### WHAT YOU NEED TO DO
Write out the lines of the listing below from the line holding "task: segment the red bell pepper slice" through the line holding "M 402 239 L", both included, and omit any picture.

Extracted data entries
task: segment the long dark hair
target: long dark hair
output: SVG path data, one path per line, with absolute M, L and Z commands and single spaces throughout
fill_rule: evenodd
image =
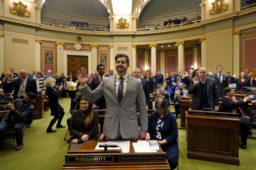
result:
M 85 123 L 84 124 L 85 127 L 89 128 L 90 127 L 91 125 L 91 122 L 93 117 L 93 110 L 91 109 L 91 104 L 89 103 L 86 99 L 84 96 L 83 96 L 80 98 L 80 100 L 79 100 L 79 105 L 80 104 L 80 101 L 82 100 L 87 101 L 88 102 L 88 104 L 89 105 L 88 106 L 88 109 L 87 110 L 88 114 L 86 115 L 86 117 L 85 120 Z

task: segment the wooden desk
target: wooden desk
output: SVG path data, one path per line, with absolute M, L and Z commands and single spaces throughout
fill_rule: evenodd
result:
M 219 112 L 211 112 L 210 115 L 201 114 L 209 113 L 186 112 L 187 158 L 239 166 L 240 120 L 238 117 L 227 116 L 237 114 L 223 113 L 224 116 L 222 116 Z M 219 114 L 214 116 L 214 113 Z
M 189 99 L 192 99 L 192 97 L 182 98 L 181 99 L 181 127 L 185 127 L 186 124 L 186 117 L 185 112 L 189 109 Z M 222 112 L 223 106 L 222 102 L 219 101 L 219 112 Z M 251 136 L 252 123 L 251 111 L 253 110 L 253 104 L 251 103 L 248 104 L 248 108 L 246 110 L 246 113 L 250 118 L 250 129 L 249 132 L 249 135 Z
M 87 141 L 79 150 L 69 150 L 61 169 L 170 169 L 162 148 L 157 152 L 135 153 L 132 143 L 137 141 L 132 141 L 129 153 L 121 153 L 120 150 L 94 150 L 98 142 L 106 141 Z
M 37 95 L 37 101 L 34 105 L 35 109 L 33 112 L 33 118 L 42 118 L 43 113 L 43 96 L 41 94 Z

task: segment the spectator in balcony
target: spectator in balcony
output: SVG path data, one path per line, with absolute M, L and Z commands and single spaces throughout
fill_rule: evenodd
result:
M 64 23 L 63 22 L 62 22 L 61 23 L 61 27 L 62 27 L 62 28 L 65 28 L 65 26 L 64 26 Z
M 106 24 L 106 28 L 107 29 L 110 29 L 110 24 L 109 24 L 109 22 L 107 22 L 107 23 Z M 109 31 L 109 30 L 108 30 L 107 31 Z
M 186 20 L 187 20 L 187 17 L 184 15 L 181 17 L 181 19 L 182 20 L 182 23 L 184 23 L 185 22 Z
M 194 20 L 197 21 L 197 20 L 200 20 L 200 19 L 201 19 L 201 17 L 199 16 L 198 14 L 197 14 L 195 15 L 195 18 L 194 19 Z M 197 21 L 197 22 L 200 22 L 200 21 Z
M 56 24 L 56 23 L 55 23 L 55 20 L 54 19 L 53 20 L 53 21 L 51 22 L 51 24 L 50 24 L 50 26 L 55 26 L 54 25 L 53 25 L 53 24 Z

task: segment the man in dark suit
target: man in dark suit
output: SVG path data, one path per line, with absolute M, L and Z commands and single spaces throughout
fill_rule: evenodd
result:
M 155 76 L 155 78 L 157 80 L 157 84 L 163 84 L 163 76 L 161 74 L 161 71 L 158 70 L 157 74 Z
M 30 74 L 29 75 L 29 78 L 33 79 L 34 78 L 37 78 L 37 71 L 35 70 L 33 70 L 32 71 L 32 73 L 33 73 L 33 74 Z
M 3 148 L 4 133 L 9 128 L 13 128 L 15 131 L 17 146 L 17 151 L 22 148 L 23 143 L 23 128 L 26 124 L 26 116 L 33 113 L 34 107 L 31 103 L 36 99 L 37 95 L 33 93 L 28 93 L 23 99 L 17 99 L 3 107 L 4 110 L 10 110 L 0 123 L 0 150 Z
M 23 70 L 19 71 L 21 76 L 21 78 L 15 79 L 13 81 L 14 93 L 13 99 L 22 99 L 27 93 L 32 92 L 37 94 L 37 86 L 35 80 L 27 77 L 27 71 Z M 35 103 L 36 99 L 34 99 L 32 103 Z M 33 113 L 29 114 L 27 116 L 27 127 L 30 127 L 30 124 L 32 122 L 33 117 Z
M 198 69 L 199 77 L 191 79 L 189 93 L 193 94 L 191 109 L 203 110 L 211 108 L 217 112 L 219 105 L 219 90 L 215 79 L 206 77 L 206 69 L 202 67 Z
M 47 71 L 47 74 L 43 76 L 43 78 L 46 80 L 47 78 L 49 77 L 52 77 L 53 78 L 55 78 L 55 76 L 51 75 L 51 70 L 48 70 Z
M 93 91 L 99 86 L 103 78 L 105 77 L 110 76 L 105 74 L 105 66 L 103 65 L 99 64 L 97 66 L 97 71 L 99 74 L 95 76 L 92 79 L 90 86 L 90 89 L 92 91 Z M 106 108 L 106 101 L 104 96 L 92 104 L 93 108 L 97 107 L 100 109 Z
M 14 71 L 15 70 L 13 68 L 11 68 L 10 69 L 10 71 L 11 72 L 11 73 L 13 74 L 13 76 L 14 79 L 15 77 L 17 77 L 17 76 L 18 76 L 18 74 L 17 73 L 14 72 Z
M 229 80 L 227 76 L 222 74 L 222 71 L 223 70 L 222 66 L 217 66 L 216 69 L 217 73 L 217 74 L 213 75 L 210 69 L 209 70 L 208 74 L 210 77 L 215 79 L 216 84 L 219 92 L 219 97 L 223 99 L 226 96 L 226 94 L 224 92 L 224 89 L 229 87 Z
M 147 109 L 149 108 L 149 106 L 150 104 L 150 97 L 149 93 L 150 92 L 150 89 L 149 89 L 149 82 L 147 79 L 142 79 L 141 78 L 141 71 L 138 68 L 135 69 L 133 72 L 134 74 L 134 78 L 135 78 L 140 79 L 141 80 L 141 83 L 142 84 L 142 87 L 143 88 L 143 91 L 145 94 L 145 96 L 146 99 L 146 104 L 147 105 Z

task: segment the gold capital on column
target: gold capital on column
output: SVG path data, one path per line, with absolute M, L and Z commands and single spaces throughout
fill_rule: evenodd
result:
M 206 40 L 206 38 L 204 37 L 203 38 L 201 38 L 199 39 L 199 41 L 200 41 L 200 42 L 203 42 L 204 40 Z
M 195 48 L 198 48 L 198 45 L 197 44 L 194 45 L 192 47 L 193 48 L 193 49 L 195 49 Z
M 239 35 L 242 33 L 242 32 L 241 31 L 235 31 L 233 32 L 233 34 L 236 34 L 237 35 Z
M 159 50 L 160 51 L 160 53 L 165 53 L 165 50 Z
M 37 43 L 38 44 L 41 44 L 42 43 L 42 40 L 38 40 L 37 39 L 36 39 L 35 40 L 35 41 L 37 42 Z
M 176 42 L 176 45 L 178 45 L 180 44 L 181 44 L 182 45 L 183 45 L 184 44 L 185 44 L 185 42 L 184 42 L 184 41 L 177 41 Z
M 64 46 L 65 45 L 65 43 L 64 42 L 55 42 L 55 44 L 56 44 L 56 45 L 59 45 L 60 44 L 61 45 L 61 46 Z
M 156 48 L 157 47 L 157 45 L 156 44 L 149 45 L 149 47 L 150 48 L 152 48 L 153 46 L 155 47 L 155 48 Z
M 98 48 L 98 45 L 91 45 L 90 46 L 91 47 L 91 48 L 92 48 L 94 47 L 95 47 L 95 48 Z

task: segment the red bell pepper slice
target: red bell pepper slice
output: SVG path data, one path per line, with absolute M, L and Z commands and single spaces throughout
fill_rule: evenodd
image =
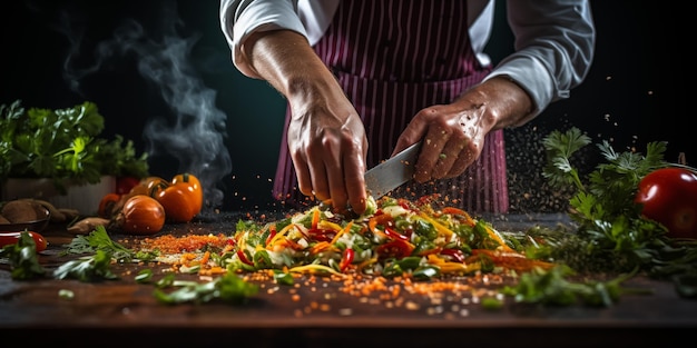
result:
M 402 239 L 394 239 L 375 248 L 375 252 L 380 258 L 393 257 L 396 259 L 402 259 L 411 256 L 414 249 L 415 247 L 411 242 Z
M 344 249 L 344 252 L 342 253 L 342 257 L 341 257 L 341 262 L 338 262 L 338 270 L 344 272 L 346 268 L 348 267 L 348 265 L 353 262 L 354 258 L 355 258 L 355 251 L 353 251 L 353 249 L 351 248 Z

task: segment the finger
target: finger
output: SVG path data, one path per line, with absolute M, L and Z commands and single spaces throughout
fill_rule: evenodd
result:
M 365 161 L 362 153 L 351 151 L 344 157 L 344 179 L 347 200 L 354 212 L 365 211 L 367 193 L 365 190 Z
M 468 167 L 470 167 L 474 162 L 474 160 L 477 160 L 478 157 L 479 150 L 477 146 L 473 142 L 465 140 L 465 142 L 462 145 L 462 150 L 458 155 L 458 158 L 453 162 L 445 178 L 454 178 L 460 176 L 464 172 L 465 169 L 468 169 Z
M 318 200 L 331 198 L 327 171 L 321 158 L 310 159 L 310 177 L 312 181 L 312 195 Z
M 425 182 L 434 178 L 433 170 L 448 142 L 450 135 L 442 128 L 431 128 L 426 133 L 419 153 L 419 160 L 414 167 L 416 182 Z M 445 155 L 446 157 L 446 155 Z
M 431 170 L 433 179 L 442 179 L 450 175 L 453 165 L 460 158 L 463 140 L 451 138 L 438 156 L 438 160 Z
M 307 161 L 300 155 L 292 155 L 292 157 L 298 190 L 305 196 L 313 196 L 312 175 Z

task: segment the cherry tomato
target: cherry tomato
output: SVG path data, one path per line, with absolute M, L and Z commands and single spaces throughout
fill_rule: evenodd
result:
M 697 175 L 677 167 L 654 170 L 635 197 L 641 213 L 668 228 L 668 237 L 697 238 Z
M 46 241 L 46 238 L 43 238 L 43 236 L 33 231 L 27 232 L 29 233 L 29 236 L 31 236 L 33 242 L 37 245 L 37 251 L 46 250 L 46 248 L 48 247 L 48 241 Z M 17 243 L 20 236 L 21 232 L 0 232 L 0 248 Z
M 194 187 L 179 182 L 157 192 L 157 201 L 165 208 L 165 215 L 171 222 L 188 222 L 198 213 L 196 210 Z
M 116 193 L 126 195 L 140 183 L 140 179 L 136 177 L 118 177 L 116 178 Z
M 153 197 L 137 195 L 126 201 L 117 221 L 125 232 L 155 235 L 165 226 L 165 208 Z
M 180 175 L 176 175 L 171 179 L 171 185 L 177 185 L 179 182 L 188 183 L 192 186 L 193 197 L 194 197 L 194 210 L 196 213 L 200 212 L 200 209 L 204 207 L 204 188 L 200 186 L 200 181 L 198 178 L 192 173 L 184 172 Z

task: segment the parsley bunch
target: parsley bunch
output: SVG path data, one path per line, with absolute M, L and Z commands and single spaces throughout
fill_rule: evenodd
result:
M 99 138 L 104 117 L 86 101 L 67 109 L 24 109 L 21 100 L 0 105 L 0 179 L 51 178 L 97 183 L 102 176 L 148 175 L 147 153 L 136 155 L 121 136 Z
M 637 267 L 664 276 L 669 269 L 695 271 L 693 262 L 680 261 L 690 259 L 695 249 L 669 240 L 665 227 L 642 217 L 634 200 L 647 173 L 670 165 L 664 160 L 667 143 L 649 142 L 642 155 L 616 152 L 602 141 L 597 146 L 605 162 L 581 177 L 571 158 L 590 142 L 578 128 L 552 131 L 543 139 L 548 156 L 543 176 L 554 187 L 576 188 L 569 217 L 579 223 L 578 233 L 560 242 L 554 257 L 587 271 L 626 272 Z

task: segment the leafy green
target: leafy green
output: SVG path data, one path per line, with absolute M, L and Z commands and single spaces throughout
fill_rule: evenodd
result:
M 17 242 L 2 247 L 0 258 L 9 260 L 14 280 L 30 280 L 46 275 L 46 269 L 39 264 L 37 243 L 28 231 L 20 232 Z
M 132 141 L 105 128 L 97 106 L 86 101 L 67 109 L 24 109 L 21 100 L 0 105 L 0 179 L 51 178 L 65 190 L 68 182 L 97 183 L 102 176 L 148 176 L 147 153 L 136 155 Z
M 638 267 L 660 277 L 697 272 L 694 242 L 670 240 L 666 228 L 641 216 L 634 200 L 647 173 L 670 166 L 664 160 L 667 143 L 649 142 L 641 155 L 616 152 L 602 141 L 598 149 L 605 162 L 581 177 L 571 158 L 589 143 L 578 128 L 552 131 L 543 139 L 543 176 L 558 188 L 573 185 L 569 216 L 579 225 L 575 237 L 556 241 L 550 256 L 576 270 L 626 272 Z
M 175 280 L 171 282 L 171 286 L 177 287 L 171 292 L 165 292 L 160 288 L 155 289 L 155 298 L 167 305 L 184 302 L 203 304 L 214 299 L 236 305 L 246 301 L 247 298 L 258 292 L 257 285 L 247 282 L 232 272 L 203 284 Z
M 111 256 L 104 250 L 97 250 L 95 255 L 84 256 L 60 265 L 53 270 L 53 277 L 56 279 L 77 279 L 84 282 L 118 279 L 119 277 L 111 271 L 110 265 Z
M 569 277 L 576 272 L 565 265 L 557 265 L 550 270 L 536 268 L 526 272 L 516 286 L 504 287 L 501 292 L 524 304 L 563 307 L 580 302 L 591 307 L 610 307 L 622 294 L 650 294 L 649 290 L 622 287 L 622 282 L 635 272 L 636 270 L 609 281 L 570 281 Z

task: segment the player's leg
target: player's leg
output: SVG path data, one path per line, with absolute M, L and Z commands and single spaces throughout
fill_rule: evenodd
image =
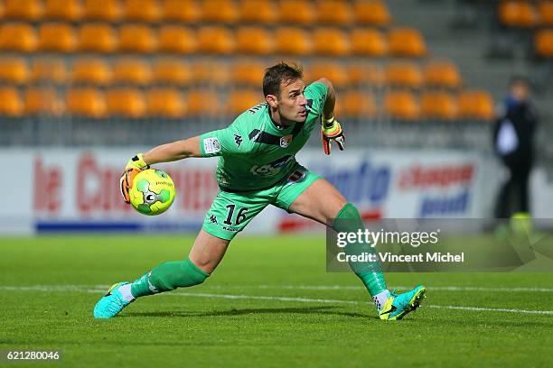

### WORKED ANSWER
task: segment the red bell pepper slice
target: red bell pepper slice
output: SVG path data, one path per line, with absolute M, L and Z commands and single spaces throughout
fill_rule: evenodd
image =
result:
M 402 239 L 394 239 L 375 248 L 375 252 L 380 258 L 393 257 L 396 259 L 402 259 L 411 256 L 414 249 L 415 247 L 411 242 Z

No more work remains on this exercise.